§ PROBLEM DESCRIPTION
I'd like every record given again exactly, please.

-=-=-

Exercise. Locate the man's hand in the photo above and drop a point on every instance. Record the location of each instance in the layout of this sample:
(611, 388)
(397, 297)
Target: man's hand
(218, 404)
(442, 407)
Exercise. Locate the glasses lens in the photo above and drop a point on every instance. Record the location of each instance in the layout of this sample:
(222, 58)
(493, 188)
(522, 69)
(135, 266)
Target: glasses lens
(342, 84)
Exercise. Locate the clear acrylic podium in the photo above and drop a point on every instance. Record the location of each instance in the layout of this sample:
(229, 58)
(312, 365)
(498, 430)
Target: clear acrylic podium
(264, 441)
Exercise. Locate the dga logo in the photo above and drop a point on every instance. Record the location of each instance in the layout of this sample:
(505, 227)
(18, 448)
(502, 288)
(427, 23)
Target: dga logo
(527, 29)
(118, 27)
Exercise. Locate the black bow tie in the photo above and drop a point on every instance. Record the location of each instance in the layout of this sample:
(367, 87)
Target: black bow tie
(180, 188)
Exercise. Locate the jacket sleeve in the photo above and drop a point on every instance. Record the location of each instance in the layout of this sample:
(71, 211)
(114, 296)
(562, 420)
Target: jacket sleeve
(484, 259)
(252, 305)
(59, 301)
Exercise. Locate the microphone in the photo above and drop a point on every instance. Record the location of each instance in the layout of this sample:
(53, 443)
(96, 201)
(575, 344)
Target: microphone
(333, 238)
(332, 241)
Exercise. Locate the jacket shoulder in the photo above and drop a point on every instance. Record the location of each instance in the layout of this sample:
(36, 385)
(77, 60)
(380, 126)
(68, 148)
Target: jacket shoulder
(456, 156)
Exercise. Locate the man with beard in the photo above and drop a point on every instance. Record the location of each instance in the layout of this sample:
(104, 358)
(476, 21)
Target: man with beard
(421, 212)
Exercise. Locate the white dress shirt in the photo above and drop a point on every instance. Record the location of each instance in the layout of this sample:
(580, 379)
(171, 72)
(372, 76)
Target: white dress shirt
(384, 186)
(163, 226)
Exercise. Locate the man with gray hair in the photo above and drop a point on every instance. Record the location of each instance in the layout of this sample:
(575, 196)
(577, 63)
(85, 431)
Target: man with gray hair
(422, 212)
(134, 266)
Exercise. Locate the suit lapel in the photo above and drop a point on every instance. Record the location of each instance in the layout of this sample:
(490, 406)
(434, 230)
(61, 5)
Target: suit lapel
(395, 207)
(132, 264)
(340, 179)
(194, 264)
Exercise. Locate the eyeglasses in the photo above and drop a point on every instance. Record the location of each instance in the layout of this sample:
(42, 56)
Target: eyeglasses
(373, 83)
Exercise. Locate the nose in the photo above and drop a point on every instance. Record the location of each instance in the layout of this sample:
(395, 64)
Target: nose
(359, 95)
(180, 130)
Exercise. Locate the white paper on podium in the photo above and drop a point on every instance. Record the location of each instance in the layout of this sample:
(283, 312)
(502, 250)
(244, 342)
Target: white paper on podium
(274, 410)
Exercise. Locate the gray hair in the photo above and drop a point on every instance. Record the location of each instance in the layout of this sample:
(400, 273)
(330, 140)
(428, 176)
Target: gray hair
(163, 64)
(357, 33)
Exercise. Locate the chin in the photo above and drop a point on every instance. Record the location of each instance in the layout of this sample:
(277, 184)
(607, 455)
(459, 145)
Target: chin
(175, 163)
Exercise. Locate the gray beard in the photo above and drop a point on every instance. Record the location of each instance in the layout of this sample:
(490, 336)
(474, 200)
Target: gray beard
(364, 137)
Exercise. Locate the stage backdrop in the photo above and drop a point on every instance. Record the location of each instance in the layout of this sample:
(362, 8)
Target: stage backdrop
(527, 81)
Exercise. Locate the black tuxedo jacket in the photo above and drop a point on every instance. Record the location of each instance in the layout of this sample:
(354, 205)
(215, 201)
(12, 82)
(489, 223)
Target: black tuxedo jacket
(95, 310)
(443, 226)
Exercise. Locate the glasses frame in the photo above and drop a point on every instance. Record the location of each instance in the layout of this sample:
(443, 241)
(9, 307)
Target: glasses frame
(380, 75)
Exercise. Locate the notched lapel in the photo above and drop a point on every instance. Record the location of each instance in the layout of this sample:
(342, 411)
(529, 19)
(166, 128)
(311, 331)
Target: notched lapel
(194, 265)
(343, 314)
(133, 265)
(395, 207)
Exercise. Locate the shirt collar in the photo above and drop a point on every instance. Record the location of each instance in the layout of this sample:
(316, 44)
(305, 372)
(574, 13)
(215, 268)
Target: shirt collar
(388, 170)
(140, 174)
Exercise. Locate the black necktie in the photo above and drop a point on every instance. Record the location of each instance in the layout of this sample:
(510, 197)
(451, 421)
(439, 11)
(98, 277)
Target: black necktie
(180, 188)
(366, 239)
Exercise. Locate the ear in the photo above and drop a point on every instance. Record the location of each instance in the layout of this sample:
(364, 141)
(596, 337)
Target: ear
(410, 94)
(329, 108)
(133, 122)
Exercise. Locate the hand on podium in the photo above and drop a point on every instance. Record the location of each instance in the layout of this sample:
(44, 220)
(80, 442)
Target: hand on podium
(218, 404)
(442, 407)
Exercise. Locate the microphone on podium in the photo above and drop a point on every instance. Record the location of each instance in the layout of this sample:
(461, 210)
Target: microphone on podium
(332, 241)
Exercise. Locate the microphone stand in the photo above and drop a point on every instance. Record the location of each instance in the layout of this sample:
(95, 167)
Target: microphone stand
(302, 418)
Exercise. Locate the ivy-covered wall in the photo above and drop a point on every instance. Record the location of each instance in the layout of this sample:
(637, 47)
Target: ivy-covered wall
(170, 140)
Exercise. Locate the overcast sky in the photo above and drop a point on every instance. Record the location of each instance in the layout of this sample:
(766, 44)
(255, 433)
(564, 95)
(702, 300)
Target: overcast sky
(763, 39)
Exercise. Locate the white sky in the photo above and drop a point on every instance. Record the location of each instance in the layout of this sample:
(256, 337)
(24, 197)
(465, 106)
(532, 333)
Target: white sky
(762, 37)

-=-=-

§ RESPONSE AREA
Exercise. Locate the man's hand in the photo above and drop a point on every instance. Record the location of each instance in the layout of this sample:
(611, 388)
(397, 297)
Target: man's hand
(218, 404)
(442, 407)
Exercise. Locate the glasses lens in the photo above and drop a point on every instance. Record the location of each instance in the layout of this sample:
(222, 58)
(493, 188)
(522, 69)
(135, 266)
Target: glasses lens
(342, 84)
Exercise. Locate the clear acrylic podium in the photo above and drop a point on every instance. Record the location of each instance in the layout of this sample:
(229, 58)
(312, 365)
(498, 430)
Target: clear acrylic podium
(264, 441)
Exercise. Locate the dga logo in the photo above and drop a point on every instance. Record the location of each instance in the layout of this sample:
(505, 227)
(18, 448)
(502, 288)
(427, 23)
Target: dga logo
(527, 29)
(118, 27)
Exercise. Locate the black bow tie in the photo above and drop a point on every instance. Record the location of each instance in the layout of this sample:
(367, 87)
Target: black bow tie
(180, 188)
Exercise. Locate the jacket sleeve in the photo above and drop a point on every instance. Record the location of each instance in the layout of this sample:
(71, 211)
(114, 296)
(562, 420)
Target: jacket sleeve
(484, 259)
(252, 305)
(59, 301)
Exercise. Locate the microphone in the photo above and drop a point on every instance. Record the location of each instance in the layout of this sample:
(53, 443)
(96, 201)
(575, 344)
Target: microphone
(333, 238)
(332, 241)
Exercise. Locate the jacket shoulder in the photo above and drop a point on every instance. Record the location of each instance in the layout of this sample:
(36, 385)
(77, 60)
(380, 126)
(68, 148)
Target: jacket shoulder
(456, 156)
Exercise. Locate the man with beard in the photo above and drop a point on every instance. Record the location of each instance in the layout of this sample:
(104, 358)
(476, 21)
Target: man with beard
(421, 212)
Exercise. Locate the white dress shirt in the photo above and drop a point on every instance. Record the location of each instance in the layout of this sample:
(580, 379)
(171, 72)
(372, 76)
Target: white dress shirt
(384, 186)
(163, 226)
Exercise. Locate the man with gray hair in the photo above and drop a point on every instance. Record the location of each instance in the layout of this sample:
(575, 196)
(577, 63)
(85, 431)
Target: man with gray hair
(422, 212)
(134, 266)
Exercise. Locate the suit lapel in the photo above and drop a point on every instance. Record the location of each instance in the layout of this sample:
(490, 406)
(434, 230)
(61, 5)
Target: suit lapel
(395, 207)
(132, 264)
(340, 179)
(194, 264)
Exercise. Locate the eyeglasses in the photo above and drop a point on every instance. Record the location of each instance in the layout of this sample:
(42, 56)
Target: eyeglasses
(373, 83)
Exercise. Locate the nose in the photo above and drop a point on every instance. Record the location of each instance in the layout of this sample:
(395, 64)
Target: nose
(359, 95)
(180, 130)
Exercise. Locate the white paper on podium in the photo above and drop a point on every instance. Record the location of each instance in the layout of this sample:
(283, 312)
(502, 250)
(244, 342)
Target: white paper on podium
(274, 410)
Exercise. Locate the gray hair in the photo above and drop a point on every instance. Record the location of each instance in the layout of this sample:
(400, 273)
(330, 140)
(428, 176)
Target: gray hair
(163, 64)
(357, 33)
Exercise. Locate the chin in the photo above and drop a point on every instance. Record the location of each instance in the layout of this sample:
(277, 184)
(607, 455)
(459, 145)
Target: chin
(175, 163)
Exercise. Locate the gray beard in the photo above and drop a point on every instance. Record the location of each instance in the layout of this sample:
(490, 336)
(474, 200)
Target: gray beard
(364, 137)
Exercise. Locate the stage backdrop in the photo above and drop a point on every instance. Record the location of each instance in the layout of this sample:
(362, 8)
Target: stage backdrop
(527, 81)
Exercise. Locate the black tuxedo jacket in the photo above and drop a point on every instance. Record the location of each instance in the layout of this sample:
(354, 205)
(215, 201)
(12, 82)
(489, 223)
Target: black tuxedo jacket
(95, 310)
(443, 226)
Exercise. Locate the glasses frame in the photo above and drop a point on every instance. Record the location of each instance in the layout of this sample:
(443, 241)
(9, 307)
Target: glasses frame
(380, 75)
Exercise. Locate the notched lapel in the photo above and drop a point on every instance. Record the location of each instance in the layout of this sample:
(342, 411)
(529, 19)
(166, 128)
(311, 331)
Target: notched lapel
(194, 265)
(343, 314)
(133, 265)
(395, 207)
Exercise. Locate the shirt collar in the photo above and drop a point on every instance. Record the location of each instance in the layout of this sample:
(316, 44)
(305, 372)
(574, 13)
(215, 268)
Target: shirt collar
(388, 170)
(140, 174)
Exercise. Locate the black necktie in the photo above and drop a point on every instance. Record the location of each instance in the layout of this sample:
(510, 197)
(451, 421)
(439, 11)
(98, 277)
Target: black necktie
(180, 188)
(366, 239)
Exercise. Locate the ear in the photo above and drop a point on every instance. Record the location of each instance in the layout of this sample:
(364, 141)
(596, 337)
Target: ear
(410, 94)
(329, 108)
(133, 122)
Exercise. Locate the hand on podium in the photo above and drop a point on every instance. Record the location of each instance in the layout of this sample:
(44, 220)
(80, 442)
Target: hand on podium
(218, 404)
(442, 407)
Exercise. Locate the microphone on podium in the photo above and drop a point on every instance. Record the location of each instance in the layout of this sample:
(461, 210)
Target: microphone on podium
(332, 241)
Exercise. Locate the microphone stand in the photo above and drop a point on every instance. Record the location of each instance in the layout of this sample:
(95, 167)
Target: microphone stand
(302, 418)
Exercise. Locate the ivy-covered wall in the photo above and drop a point on every instance. Record the location of each instance in the layout of this sample:
(637, 47)
Target: ivy-covered wall
(170, 140)
Exercise. Locate the overcast sky in the photo above and drop a point on every instance. Record the location of each instance in the layout of this sample:
(766, 44)
(255, 433)
(564, 95)
(702, 300)
Target: overcast sky
(763, 39)
Exercise. Locate the white sky in the photo above and drop a point on every instance. Record the location of each instance in the layout of this sample:
(256, 337)
(24, 197)
(465, 106)
(532, 333)
Target: white sky
(762, 37)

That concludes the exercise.